___ Dataset ___

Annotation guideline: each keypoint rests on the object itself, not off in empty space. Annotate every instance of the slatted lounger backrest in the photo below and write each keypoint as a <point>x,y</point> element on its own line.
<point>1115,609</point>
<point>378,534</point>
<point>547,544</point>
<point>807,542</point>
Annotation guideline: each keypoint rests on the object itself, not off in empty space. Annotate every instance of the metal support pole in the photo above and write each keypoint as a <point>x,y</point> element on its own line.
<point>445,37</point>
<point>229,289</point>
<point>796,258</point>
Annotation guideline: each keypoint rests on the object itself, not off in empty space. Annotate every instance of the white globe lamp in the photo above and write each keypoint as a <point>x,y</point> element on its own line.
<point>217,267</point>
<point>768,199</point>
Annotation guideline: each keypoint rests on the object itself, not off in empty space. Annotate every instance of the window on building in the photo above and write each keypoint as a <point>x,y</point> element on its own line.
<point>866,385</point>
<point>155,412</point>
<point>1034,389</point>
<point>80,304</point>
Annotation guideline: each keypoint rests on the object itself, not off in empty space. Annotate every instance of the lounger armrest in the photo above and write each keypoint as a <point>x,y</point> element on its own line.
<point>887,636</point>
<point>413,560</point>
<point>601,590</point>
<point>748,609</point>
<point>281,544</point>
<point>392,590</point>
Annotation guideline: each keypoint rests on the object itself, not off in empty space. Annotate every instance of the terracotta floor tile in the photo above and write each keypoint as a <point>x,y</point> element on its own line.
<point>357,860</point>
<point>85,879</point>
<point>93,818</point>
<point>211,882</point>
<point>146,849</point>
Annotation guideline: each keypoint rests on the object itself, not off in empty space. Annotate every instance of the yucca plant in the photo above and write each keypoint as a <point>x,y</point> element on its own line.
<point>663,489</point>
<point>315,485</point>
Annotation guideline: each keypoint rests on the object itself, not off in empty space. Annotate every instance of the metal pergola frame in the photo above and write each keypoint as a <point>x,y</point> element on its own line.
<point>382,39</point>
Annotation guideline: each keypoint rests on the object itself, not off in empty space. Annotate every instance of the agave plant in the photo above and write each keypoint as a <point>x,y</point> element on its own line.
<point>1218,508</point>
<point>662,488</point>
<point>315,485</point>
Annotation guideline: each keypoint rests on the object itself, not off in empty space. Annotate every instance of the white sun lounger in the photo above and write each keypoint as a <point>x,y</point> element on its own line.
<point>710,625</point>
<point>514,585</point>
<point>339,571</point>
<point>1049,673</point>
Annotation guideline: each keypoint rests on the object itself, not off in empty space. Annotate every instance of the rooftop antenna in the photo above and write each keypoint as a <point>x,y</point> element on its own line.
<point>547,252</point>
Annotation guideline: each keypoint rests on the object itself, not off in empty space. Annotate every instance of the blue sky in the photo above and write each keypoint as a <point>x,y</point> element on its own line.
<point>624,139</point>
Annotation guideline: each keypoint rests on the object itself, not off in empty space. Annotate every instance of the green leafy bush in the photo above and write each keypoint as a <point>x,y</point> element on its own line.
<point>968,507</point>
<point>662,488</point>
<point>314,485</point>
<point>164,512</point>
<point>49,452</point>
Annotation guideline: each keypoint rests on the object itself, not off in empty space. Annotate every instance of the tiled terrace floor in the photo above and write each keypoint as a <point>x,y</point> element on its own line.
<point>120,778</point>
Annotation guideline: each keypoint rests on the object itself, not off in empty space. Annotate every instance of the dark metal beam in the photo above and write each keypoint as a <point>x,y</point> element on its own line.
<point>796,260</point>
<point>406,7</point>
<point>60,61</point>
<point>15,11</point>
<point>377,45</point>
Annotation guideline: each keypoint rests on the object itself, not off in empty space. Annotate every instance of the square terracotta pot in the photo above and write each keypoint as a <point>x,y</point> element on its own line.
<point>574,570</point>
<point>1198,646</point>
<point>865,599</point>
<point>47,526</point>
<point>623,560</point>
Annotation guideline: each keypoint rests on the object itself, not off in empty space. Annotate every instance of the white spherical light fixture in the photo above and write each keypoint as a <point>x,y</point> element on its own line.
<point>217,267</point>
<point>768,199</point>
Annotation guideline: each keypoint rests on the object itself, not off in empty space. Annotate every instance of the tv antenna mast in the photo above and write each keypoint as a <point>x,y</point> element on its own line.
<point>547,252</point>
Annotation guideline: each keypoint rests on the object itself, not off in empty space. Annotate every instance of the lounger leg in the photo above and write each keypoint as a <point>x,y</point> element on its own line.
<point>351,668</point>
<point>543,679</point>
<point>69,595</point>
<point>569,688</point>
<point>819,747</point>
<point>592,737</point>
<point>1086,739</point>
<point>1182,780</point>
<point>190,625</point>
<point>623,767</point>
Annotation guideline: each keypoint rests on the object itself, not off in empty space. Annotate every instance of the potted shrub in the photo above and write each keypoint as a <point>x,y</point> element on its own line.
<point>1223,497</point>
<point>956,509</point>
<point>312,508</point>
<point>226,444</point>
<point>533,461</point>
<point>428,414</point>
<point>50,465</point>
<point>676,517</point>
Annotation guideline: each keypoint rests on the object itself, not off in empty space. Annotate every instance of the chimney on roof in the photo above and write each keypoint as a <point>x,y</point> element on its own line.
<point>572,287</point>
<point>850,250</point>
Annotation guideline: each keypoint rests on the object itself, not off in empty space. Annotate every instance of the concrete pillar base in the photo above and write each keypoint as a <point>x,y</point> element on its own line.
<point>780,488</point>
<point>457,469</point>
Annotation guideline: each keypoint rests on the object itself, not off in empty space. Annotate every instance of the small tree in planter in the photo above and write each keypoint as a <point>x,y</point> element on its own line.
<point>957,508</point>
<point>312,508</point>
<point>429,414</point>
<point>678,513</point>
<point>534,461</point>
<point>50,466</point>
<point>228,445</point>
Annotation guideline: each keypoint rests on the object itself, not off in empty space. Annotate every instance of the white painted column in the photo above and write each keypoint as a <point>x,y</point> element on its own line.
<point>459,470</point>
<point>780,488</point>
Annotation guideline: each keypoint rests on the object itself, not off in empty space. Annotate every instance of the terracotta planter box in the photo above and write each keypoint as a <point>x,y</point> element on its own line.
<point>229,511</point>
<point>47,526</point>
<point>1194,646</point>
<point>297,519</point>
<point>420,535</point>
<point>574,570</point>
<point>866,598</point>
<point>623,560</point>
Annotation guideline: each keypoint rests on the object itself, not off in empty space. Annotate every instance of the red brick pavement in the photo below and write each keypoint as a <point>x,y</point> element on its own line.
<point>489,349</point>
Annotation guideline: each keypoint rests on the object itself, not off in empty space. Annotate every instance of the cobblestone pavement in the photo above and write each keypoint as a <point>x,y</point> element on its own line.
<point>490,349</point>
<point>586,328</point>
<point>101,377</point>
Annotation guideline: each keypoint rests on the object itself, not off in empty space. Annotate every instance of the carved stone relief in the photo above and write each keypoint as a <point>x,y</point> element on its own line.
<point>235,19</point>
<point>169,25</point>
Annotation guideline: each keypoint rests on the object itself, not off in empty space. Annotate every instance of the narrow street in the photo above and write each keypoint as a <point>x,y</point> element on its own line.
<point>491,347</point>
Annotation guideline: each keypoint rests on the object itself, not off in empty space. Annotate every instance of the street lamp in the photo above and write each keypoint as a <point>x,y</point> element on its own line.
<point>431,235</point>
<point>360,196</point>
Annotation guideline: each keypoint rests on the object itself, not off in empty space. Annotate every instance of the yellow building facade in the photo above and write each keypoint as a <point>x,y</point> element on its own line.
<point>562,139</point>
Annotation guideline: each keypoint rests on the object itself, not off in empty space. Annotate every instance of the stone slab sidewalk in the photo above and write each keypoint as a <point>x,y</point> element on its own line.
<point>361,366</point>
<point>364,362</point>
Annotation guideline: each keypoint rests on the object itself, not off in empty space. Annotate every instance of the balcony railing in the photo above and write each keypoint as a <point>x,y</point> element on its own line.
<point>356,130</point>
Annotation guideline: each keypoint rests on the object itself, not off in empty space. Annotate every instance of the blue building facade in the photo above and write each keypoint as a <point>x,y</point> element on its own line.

___

Update the part of the records that opens with the first line and closes with the line containing "<point>146,849</point>" by changing "white globe lamp" to "round white lamp". Return those lines with nothing else altered.

Annotation guideline: each keypoint rests on the object itself, not off in empty space. Annotate every instance of the slatted lounger backrest in the photo below and write each keypoint as a <point>x,y</point> element on its own line.
<point>1115,609</point>
<point>378,534</point>
<point>547,544</point>
<point>807,542</point>
Annotation guideline: each keypoint rests on the object itself, not off in empty space. Annotate every instance of the metal support pole in the photo above and write each keypoint as a <point>x,y</point> element on its own line.
<point>445,37</point>
<point>229,289</point>
<point>796,258</point>
Annotation guideline: each keypoint rests on the object itself, not off in empty space. Annotate every instance of the round white lamp in the photo above and write each keypoint as a <point>x,y</point> element on its own line.
<point>217,267</point>
<point>768,199</point>
Annotation guideline: each keypoint rests on the object itself, not off in empty space. Annotate every instance of the window on building in the photo above and write each keypoint as a <point>x,y</point> element on its own line.
<point>866,385</point>
<point>155,412</point>
<point>1034,389</point>
<point>80,304</point>
Annotation guideline: each keypoint rests on the object itself, not off in empty space. Annotate every instance of the lounger armrest in the photo above and write each keypoint as a <point>x,y</point> element on its own line.
<point>887,636</point>
<point>413,560</point>
<point>601,590</point>
<point>748,609</point>
<point>281,544</point>
<point>392,590</point>
Annotation guideline: each keypoint rests on the object itself, not off in empty space. Annotate every instance of the terracotta floor tile in the photo above and write each keypoint as a <point>x,y</point> element on its own line.
<point>357,860</point>
<point>85,879</point>
<point>93,818</point>
<point>211,882</point>
<point>146,849</point>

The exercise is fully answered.